About this exercise: Line by line, transcribe all of the entries exactly.

○ ○ ○ ○ ○

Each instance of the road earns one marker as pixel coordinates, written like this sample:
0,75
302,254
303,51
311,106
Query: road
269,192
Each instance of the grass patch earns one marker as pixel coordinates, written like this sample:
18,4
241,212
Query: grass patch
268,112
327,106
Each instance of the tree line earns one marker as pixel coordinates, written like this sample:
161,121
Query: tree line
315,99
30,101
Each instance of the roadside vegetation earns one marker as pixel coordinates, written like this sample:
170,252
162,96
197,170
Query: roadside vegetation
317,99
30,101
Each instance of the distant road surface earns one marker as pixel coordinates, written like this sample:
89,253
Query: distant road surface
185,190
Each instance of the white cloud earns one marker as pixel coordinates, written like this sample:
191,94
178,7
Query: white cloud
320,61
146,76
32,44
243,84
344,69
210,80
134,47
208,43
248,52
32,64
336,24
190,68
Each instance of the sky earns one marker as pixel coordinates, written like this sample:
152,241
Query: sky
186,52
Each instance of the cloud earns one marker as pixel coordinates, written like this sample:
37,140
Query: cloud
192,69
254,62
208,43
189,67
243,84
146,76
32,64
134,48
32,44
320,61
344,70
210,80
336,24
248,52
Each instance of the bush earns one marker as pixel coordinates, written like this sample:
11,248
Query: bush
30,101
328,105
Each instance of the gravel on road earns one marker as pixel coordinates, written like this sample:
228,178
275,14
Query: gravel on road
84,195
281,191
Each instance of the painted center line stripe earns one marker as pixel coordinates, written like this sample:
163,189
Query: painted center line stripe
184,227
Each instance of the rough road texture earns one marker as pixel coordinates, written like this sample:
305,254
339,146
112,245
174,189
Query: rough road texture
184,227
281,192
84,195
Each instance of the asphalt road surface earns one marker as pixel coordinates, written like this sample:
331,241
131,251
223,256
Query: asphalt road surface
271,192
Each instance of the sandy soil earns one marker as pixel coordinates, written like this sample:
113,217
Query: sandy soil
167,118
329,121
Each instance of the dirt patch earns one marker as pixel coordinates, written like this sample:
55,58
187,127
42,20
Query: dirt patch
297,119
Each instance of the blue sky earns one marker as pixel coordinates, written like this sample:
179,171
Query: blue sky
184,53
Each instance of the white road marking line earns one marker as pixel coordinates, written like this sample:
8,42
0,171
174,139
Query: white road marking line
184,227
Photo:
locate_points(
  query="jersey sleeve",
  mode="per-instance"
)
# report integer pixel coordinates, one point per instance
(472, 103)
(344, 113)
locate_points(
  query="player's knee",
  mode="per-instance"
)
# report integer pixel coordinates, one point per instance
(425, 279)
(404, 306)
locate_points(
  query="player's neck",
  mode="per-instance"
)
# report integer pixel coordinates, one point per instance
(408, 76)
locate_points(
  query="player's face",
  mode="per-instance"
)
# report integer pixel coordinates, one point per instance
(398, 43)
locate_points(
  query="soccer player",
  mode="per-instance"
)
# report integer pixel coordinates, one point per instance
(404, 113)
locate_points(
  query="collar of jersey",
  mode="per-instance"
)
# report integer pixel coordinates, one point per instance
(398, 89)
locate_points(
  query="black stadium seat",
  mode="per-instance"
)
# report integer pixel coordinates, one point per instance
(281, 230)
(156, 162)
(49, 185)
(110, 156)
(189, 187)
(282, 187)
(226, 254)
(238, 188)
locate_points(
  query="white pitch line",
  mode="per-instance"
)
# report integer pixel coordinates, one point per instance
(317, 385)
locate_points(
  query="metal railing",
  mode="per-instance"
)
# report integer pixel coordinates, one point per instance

○ ○ ○ ○ ○

Exercise response:
Each instance of the road earns one marker as pixel coordinates, written like this sample:
0,75
302,254
303,51
311,106
Query: road
269,192
Each instance of the grass patch earns one marker as pixel coordinates, written like this sample:
18,4
241,212
Query: grass patch
268,112
327,106
Each instance of the tree line earns one marker as pixel coordinates, written like this sample:
161,121
Query: tree line
315,99
30,101
Each instance of the roadside vegetation earns one marker as pixel coordinates, written like this sample:
170,252
162,96
197,170
Query: roadside vegetation
317,99
30,101
Each instance of the distant road surface earns one marker as pixel coordinates, written like this sample:
89,253
Query: distant road surface
185,190
Each instance of the white cloud earns one marker as pixel coordinates, written like this sample:
191,94
178,7
Query: white cloud
320,61
146,76
32,44
243,84
344,69
210,80
134,47
208,43
248,52
32,64
336,24
190,68
Each instance of the sky earns one marker as pixel coordinates, written like this sample:
152,241
Query: sky
186,52
Each instance of the cloud earns one marker as pixel coordinates, written like this sample:
37,140
Query: cloud
192,69
254,62
208,43
189,67
243,84
146,76
32,64
134,48
32,44
320,61
344,70
210,80
336,24
248,52
Each instance of the bush earns one marker as pixel coordinates, written like this sample:
11,248
Query: bush
30,101
328,105
Each instance of the gravel on road earns one marker as pixel coordinates, written like this sample:
228,178
275,14
Query: gravel on road
84,195
281,191
Each instance of the painted center line stripe earns one marker as pixel coordinates, written like this sample:
163,189
Query: painted center line stripe
184,227
Each instance of the rough road texture earns one marker as pixel coordinates, written like this sample:
305,254
339,146
112,245
174,189
Query: rough road texture
184,227
281,192
84,195
Each instance of the asphalt road surface earns one marker as pixel coordinates, written like this sample:
331,241
131,251
223,256
Query: asphalt road surface
271,192
Each instance of the sandy soil earns one marker as pixel coordinates, written like this sample:
113,217
Query: sandy soil
167,118
329,121
Each instance of the dirt patch earns one marker as pixel coordinates, written like this sample:
55,58
187,127
42,20
Query: dirt patch
297,119
Each instance of the blue sky earns one marker as pixel coordinates, written like this sample:
179,171
Query: blue sky
184,53
Each instance of the white road marking line earns one marker as pixel coordinates, written like this sample:
8,42
0,171
174,139
Query: white road marking line
184,227
Photo:
locate_points(
  query="jersey sleeve",
  mode="per-instance"
)
# report integer pixel coordinates, one point per instance
(472, 103)
(344, 113)
locate_points(
  query="player's knee",
  mode="per-instance"
)
# report integer pixel coordinates, one point per instance
(425, 279)
(404, 306)
locate_points(
  query="player's neck",
  mode="per-instance"
)
# report integer pixel coordinates, one point per instance
(408, 76)
locate_points(
  query="player's face",
  mode="per-instance"
)
# report integer pixel coordinates, one point per instance
(398, 43)
locate_points(
  query="soccer player",
  mode="per-instance"
)
# report integer pixel coordinates, one point per instance
(404, 113)
locate_points(
  query="collar of jersey",
  mode="per-instance"
)
# report integer pixel coordinates, one point per instance
(398, 89)
locate_points(
  query="black stadium seat",
  mode="per-instance"
)
# report integer pixel coordinates, one point per instance
(281, 230)
(156, 162)
(49, 185)
(110, 156)
(189, 187)
(282, 187)
(226, 254)
(238, 188)
locate_points(
  query="white pitch line",
  mode="per-instance"
)
# report integer pixel coordinates, one point per instance
(317, 385)
locate_points(
  query="metal railing",
  mode="per-instance"
)
# report integer pixel coordinates, one point per instance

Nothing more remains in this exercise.